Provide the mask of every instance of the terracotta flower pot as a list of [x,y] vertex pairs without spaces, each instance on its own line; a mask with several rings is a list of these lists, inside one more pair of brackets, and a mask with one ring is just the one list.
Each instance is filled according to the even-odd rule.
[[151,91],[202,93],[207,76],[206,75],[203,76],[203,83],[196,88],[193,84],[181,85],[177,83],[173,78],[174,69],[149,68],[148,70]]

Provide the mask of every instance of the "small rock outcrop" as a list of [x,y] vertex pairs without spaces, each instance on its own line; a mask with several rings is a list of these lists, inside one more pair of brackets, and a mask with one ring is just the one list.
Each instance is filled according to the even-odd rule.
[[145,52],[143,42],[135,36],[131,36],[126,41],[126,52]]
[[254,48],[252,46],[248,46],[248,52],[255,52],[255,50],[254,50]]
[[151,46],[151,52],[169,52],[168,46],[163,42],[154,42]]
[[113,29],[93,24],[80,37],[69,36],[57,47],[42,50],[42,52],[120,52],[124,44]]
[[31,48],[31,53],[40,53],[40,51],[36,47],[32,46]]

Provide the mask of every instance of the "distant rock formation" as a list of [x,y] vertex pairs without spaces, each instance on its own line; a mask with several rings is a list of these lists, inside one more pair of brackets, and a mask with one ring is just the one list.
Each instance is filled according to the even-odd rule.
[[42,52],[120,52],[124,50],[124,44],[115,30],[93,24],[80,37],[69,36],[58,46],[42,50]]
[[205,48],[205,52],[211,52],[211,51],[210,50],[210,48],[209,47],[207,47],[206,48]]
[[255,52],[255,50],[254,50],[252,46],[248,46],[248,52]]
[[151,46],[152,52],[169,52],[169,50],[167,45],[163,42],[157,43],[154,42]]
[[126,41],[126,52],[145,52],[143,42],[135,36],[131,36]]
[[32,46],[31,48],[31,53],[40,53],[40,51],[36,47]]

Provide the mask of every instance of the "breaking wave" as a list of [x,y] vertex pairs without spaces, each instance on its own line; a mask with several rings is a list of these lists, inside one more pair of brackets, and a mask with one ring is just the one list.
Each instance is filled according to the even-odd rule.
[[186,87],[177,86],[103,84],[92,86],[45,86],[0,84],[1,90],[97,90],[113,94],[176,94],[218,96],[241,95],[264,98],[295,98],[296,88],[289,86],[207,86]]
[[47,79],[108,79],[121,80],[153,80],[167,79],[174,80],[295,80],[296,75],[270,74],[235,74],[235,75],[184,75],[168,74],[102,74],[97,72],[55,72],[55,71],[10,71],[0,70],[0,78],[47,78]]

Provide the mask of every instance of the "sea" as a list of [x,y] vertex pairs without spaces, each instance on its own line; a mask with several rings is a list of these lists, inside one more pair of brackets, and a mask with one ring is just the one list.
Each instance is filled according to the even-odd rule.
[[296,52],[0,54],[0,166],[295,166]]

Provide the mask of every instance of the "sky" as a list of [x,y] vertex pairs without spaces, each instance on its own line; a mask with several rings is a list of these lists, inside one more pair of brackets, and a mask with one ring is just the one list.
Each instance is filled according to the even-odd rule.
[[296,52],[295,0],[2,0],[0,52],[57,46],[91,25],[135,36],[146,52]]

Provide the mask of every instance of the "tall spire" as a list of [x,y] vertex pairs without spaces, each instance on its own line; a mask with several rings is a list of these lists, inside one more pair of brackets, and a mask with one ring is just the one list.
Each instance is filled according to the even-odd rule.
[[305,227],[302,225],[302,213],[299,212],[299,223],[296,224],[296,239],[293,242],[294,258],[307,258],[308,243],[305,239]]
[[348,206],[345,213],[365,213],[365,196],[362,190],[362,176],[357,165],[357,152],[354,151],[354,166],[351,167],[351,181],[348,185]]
______________________________
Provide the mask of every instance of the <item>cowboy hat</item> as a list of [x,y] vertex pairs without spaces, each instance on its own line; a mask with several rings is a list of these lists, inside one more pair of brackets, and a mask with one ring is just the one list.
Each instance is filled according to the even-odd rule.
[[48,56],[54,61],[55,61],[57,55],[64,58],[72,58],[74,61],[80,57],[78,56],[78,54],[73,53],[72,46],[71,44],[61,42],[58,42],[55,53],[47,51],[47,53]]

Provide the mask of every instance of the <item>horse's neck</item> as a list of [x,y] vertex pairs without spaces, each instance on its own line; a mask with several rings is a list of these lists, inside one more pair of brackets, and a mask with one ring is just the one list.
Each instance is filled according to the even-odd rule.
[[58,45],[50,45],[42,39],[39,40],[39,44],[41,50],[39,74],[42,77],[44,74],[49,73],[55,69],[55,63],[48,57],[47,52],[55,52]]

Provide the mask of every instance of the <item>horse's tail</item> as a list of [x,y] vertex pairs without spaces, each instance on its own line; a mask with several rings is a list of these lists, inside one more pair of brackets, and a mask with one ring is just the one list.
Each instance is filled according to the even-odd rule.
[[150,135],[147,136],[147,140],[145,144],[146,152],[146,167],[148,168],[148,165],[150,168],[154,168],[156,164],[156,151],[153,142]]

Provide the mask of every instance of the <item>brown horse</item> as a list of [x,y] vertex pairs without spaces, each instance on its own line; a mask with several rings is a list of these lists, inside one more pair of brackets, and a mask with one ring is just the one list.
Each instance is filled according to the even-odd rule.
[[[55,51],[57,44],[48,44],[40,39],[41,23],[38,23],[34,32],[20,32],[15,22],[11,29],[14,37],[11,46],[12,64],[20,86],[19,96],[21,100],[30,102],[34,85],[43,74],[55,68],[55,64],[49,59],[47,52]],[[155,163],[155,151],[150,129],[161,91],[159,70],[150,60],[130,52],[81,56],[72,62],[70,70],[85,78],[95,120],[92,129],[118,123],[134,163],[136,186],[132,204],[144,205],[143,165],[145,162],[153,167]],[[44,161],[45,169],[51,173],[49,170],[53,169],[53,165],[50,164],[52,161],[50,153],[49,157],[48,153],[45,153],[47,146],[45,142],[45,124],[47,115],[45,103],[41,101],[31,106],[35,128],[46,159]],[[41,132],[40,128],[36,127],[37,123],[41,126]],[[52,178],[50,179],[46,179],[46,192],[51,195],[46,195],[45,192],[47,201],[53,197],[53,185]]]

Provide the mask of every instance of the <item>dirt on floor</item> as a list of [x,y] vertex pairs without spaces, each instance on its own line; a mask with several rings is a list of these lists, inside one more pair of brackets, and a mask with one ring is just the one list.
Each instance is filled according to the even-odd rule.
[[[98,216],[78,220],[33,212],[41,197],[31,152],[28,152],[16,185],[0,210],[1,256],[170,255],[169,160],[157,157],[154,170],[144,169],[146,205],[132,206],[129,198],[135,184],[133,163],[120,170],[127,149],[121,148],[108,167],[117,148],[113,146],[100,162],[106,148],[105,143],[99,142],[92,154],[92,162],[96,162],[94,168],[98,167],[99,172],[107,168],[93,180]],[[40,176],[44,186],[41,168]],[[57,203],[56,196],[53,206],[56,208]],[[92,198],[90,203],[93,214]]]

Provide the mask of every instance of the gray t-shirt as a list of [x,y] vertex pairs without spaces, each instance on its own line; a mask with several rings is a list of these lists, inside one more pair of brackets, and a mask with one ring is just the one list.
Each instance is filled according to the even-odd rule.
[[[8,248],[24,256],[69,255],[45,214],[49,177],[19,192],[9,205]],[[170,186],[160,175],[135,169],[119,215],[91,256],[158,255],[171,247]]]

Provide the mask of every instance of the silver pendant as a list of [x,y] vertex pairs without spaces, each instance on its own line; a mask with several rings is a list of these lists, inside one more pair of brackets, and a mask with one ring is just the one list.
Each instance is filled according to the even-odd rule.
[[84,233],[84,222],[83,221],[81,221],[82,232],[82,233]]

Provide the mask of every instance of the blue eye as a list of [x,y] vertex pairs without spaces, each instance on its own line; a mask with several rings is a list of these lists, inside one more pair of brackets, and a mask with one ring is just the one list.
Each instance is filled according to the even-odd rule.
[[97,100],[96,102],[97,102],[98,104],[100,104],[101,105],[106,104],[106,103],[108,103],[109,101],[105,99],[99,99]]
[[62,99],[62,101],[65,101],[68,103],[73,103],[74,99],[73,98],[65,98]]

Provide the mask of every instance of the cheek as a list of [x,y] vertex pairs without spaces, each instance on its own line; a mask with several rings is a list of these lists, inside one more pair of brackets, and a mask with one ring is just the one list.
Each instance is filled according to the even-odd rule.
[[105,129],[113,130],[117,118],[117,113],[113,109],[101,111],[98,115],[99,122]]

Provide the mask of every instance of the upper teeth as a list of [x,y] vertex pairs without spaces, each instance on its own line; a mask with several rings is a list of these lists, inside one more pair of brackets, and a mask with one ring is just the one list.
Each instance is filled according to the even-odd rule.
______________________________
Retype the lines starting with the line that contains "Provide the mask of every instance of the silver" and going on through the line that contains "[[84,233],[84,222],[83,221],[81,221],[82,232],[82,233]]", keeping both of those lines.

> **Answer to the problem**
Provide the mask of every instance of the silver pendant as a list of [x,y] vertex pairs without spaces, each instance on its own line; a mask with several rings is a list of these lists, inside one more pair of brackets, and a mask with one ring is just the one list.
Each instance is filled according to the even-odd rule.
[[84,233],[84,222],[83,221],[81,221],[82,232],[82,233]]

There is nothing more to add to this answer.